(Document text):
◇ ◇ ◇ ◇ ◇
It's 4:38 on Tuesday afternoon. I just went to grab one of these guys from the office kitchen, but they--all four dozen of them--are gone! G-O-N-E.
Jon and I had been thinking about doing a salt-topped cookie for a while, but it wasn't until one of my readers (Hi, Alicia!) emailed to ask me if I had ever done a salted/salty cookie that my wheels started turning again on that topic.
I've had salt-topped chocolates before, and the flavor is just delicious. The saltiness and the sweetness bounce off each other in your mouth. If you haven't tried this flavor combination, you must!
For this cookie, I stuck with my signature chocolate base that I also used in my Fake-Out-Eos. The next layer I wanted to add was caramel because I wanted not only a contrast of salty and sweet but also a contrast of crunchy and chewy. Caramel was the obvious choice. Plus: who (other than Mumma) doesn't like caramel? I decided to do a thumbprint cookie filled with caramel sauce and topped with a pinch of sea salt.
◇ ◇ ◇ ◇ ◇
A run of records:
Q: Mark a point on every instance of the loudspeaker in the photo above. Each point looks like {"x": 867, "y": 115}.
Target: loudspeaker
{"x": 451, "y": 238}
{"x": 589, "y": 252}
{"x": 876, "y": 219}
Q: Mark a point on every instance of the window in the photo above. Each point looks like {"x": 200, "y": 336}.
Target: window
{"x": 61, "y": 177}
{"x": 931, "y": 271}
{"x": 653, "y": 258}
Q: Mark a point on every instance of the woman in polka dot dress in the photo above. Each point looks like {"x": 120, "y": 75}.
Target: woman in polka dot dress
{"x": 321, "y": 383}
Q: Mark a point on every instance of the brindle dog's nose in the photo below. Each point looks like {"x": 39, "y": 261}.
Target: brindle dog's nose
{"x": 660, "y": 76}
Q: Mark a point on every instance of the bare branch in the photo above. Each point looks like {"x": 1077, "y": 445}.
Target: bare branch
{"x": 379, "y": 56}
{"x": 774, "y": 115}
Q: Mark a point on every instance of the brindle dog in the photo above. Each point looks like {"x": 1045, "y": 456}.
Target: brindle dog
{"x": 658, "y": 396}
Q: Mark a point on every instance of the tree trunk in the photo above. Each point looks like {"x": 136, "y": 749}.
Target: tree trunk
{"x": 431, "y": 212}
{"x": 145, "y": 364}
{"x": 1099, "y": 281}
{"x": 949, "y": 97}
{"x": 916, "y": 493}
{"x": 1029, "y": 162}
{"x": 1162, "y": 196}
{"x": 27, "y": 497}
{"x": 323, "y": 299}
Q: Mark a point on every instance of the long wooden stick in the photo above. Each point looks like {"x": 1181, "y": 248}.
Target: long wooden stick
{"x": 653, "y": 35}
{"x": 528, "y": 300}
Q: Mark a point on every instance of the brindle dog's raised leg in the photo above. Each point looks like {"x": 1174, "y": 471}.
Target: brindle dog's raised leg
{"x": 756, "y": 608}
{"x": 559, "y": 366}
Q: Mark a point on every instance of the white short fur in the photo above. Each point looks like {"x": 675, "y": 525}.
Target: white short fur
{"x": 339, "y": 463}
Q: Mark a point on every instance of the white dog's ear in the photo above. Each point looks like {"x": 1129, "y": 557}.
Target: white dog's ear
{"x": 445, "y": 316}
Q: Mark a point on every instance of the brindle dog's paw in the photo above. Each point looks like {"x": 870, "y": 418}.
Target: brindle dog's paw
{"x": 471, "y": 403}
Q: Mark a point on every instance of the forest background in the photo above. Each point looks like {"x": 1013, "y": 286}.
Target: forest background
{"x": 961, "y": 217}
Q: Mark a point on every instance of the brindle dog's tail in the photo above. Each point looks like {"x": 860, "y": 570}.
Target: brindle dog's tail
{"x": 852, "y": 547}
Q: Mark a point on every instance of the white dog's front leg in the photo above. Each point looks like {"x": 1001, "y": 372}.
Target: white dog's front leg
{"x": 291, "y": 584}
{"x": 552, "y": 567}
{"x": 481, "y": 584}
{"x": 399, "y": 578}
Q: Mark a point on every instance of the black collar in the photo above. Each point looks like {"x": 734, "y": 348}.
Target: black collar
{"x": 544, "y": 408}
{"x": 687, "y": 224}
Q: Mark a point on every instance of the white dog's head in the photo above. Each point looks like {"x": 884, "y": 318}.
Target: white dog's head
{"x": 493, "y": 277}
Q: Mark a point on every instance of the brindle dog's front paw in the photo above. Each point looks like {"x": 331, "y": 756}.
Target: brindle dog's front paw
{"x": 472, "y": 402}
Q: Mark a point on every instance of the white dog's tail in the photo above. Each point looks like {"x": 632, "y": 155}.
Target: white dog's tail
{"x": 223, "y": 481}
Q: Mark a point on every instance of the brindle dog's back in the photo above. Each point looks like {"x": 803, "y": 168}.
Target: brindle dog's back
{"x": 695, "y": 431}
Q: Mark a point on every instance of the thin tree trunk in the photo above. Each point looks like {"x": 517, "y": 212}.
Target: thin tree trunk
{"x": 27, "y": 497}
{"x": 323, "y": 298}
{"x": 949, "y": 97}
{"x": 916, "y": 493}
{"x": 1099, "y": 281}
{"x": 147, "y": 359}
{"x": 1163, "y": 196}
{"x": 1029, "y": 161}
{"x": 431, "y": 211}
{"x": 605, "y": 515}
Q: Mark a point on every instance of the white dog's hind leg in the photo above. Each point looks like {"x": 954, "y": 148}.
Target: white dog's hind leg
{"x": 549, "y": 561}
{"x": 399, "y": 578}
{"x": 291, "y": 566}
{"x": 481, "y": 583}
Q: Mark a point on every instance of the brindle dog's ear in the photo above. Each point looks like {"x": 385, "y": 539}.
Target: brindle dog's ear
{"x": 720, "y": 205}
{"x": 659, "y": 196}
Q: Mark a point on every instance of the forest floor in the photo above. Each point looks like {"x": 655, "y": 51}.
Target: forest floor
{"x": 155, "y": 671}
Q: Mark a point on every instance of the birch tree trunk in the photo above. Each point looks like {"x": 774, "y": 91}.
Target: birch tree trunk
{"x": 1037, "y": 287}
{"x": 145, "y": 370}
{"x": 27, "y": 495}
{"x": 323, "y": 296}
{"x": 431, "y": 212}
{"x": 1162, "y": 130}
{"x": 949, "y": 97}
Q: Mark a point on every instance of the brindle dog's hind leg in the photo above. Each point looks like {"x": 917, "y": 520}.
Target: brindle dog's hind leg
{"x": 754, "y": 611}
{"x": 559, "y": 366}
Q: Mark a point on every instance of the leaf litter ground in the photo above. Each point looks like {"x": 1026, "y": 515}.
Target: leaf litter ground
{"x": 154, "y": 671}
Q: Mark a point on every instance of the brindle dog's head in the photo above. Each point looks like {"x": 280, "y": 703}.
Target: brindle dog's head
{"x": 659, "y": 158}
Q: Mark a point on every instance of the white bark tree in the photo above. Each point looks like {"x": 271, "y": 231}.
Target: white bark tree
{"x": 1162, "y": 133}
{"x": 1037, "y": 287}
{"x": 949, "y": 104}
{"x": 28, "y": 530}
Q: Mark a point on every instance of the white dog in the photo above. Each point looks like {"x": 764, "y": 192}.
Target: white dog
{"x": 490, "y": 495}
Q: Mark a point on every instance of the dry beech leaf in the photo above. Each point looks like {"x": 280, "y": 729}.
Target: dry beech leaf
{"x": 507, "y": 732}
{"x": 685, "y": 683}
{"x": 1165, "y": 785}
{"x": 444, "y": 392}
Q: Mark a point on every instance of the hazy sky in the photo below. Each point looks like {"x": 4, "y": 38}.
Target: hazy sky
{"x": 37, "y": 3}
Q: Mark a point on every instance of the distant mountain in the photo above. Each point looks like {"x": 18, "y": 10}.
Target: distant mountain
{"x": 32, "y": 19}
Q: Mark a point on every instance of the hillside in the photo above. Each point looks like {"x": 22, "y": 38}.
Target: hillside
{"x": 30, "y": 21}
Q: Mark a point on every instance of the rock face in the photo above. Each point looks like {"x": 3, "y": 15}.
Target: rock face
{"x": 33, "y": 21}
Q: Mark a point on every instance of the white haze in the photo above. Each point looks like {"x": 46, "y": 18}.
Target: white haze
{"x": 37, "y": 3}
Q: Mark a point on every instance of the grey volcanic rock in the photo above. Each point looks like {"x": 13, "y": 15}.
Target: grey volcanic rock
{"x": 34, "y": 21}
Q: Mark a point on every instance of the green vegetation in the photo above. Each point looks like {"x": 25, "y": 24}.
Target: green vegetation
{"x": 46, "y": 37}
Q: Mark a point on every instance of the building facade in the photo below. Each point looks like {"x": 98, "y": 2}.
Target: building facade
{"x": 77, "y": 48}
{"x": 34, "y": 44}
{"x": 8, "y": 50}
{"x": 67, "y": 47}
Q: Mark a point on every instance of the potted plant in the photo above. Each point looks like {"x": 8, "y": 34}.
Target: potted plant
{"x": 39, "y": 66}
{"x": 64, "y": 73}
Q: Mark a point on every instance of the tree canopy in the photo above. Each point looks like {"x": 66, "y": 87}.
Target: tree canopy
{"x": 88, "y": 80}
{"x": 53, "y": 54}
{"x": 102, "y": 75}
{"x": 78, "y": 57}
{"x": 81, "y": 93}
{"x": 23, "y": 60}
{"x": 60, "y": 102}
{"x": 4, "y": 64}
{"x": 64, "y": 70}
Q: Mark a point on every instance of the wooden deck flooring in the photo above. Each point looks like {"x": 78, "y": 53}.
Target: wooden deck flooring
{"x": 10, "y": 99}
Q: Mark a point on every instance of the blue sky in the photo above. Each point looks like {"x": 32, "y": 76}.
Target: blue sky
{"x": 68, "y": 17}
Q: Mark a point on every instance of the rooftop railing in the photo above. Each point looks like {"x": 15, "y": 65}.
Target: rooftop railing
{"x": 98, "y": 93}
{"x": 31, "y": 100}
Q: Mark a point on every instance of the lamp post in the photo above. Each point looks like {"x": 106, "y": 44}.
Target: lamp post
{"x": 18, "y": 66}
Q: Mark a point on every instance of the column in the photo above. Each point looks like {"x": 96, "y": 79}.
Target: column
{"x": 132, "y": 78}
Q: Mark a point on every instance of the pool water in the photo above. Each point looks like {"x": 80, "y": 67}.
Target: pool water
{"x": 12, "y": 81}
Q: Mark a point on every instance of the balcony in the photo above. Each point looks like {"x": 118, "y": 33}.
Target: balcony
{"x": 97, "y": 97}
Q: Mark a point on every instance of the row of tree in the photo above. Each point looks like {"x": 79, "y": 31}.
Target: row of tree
◇ ◇ ◇ ◇ ◇
(What to work on):
A – According to the cookie post, which base did the writer use for this cookie?
B – List every component the cookie post says goes into the finished cookie.
C – Pick up the cookie post after its last sentence and continue it.

(Outputs in order):
A – The writer's signature chocolate base, the same one used in the Fake-Out-Eos.

B –
- Chocolate cookie base (a thumbprint cookie)
- Caramel sauce filling
- Pinch of sea salt on top

C –
I ran out of my favorite caramel sauce and couldn't find a replacement at the grocery store, so I tried using a thinner caramel sauce that Jon found at Williams Sonoma. I filled the thumbprint holes with a 1/2 teaspoon of the caramel sauce, but as the cookies baked, the sauce got absorbed by the dough and disappeared.
I thought about it for a while and came up with a sure-fire fix: Rollos! These candies are the perfect caramel delivery system because the caramel itself is creamy and stays semi-soft at room temperature, and the chocolate coating prevents the caramel from "bleeding out" into the surrounding cookie dough. I used Rollos to great effect in my Girl Scout Samoa knockoffs, so I knew they would work here.
Push a Rollo into each dough ball and then top with a pinch of sea salt before baking. For a gooier caramel center, pinch the Rollos to crack the chocolate coating before pushing into the dough balls. (Remember to unwrap each candy!) Makes about 4 dozen.
Creamables |
2 sticks butter 2 cups dark brown sugar 1/4 cup cocoa powder |
Wet Ingredients |
2 eggs 1 1/2 tablespoons vanilla 2 tablespoons milk |
Dry Ingredients |
3 1/2 cups roughly ground Cocoa Pebbles cereal 2 1/2 cups oatmeal 1 1/2 cups flour 1/4 cup cocoa powder 2 1/2 ounces milk chocolate, microplaned 1 ounce unsweetened chocolate, microplaned 1 teaspoon baking soda 1/2 teaspoon salt |
Filling |
48 individual Rollo candies |
Topping |
1/4 cup sea salt |
- Preheat oven to 350º.
- In your Kitchen Aid or a large mixing bowl, cream together the creamables.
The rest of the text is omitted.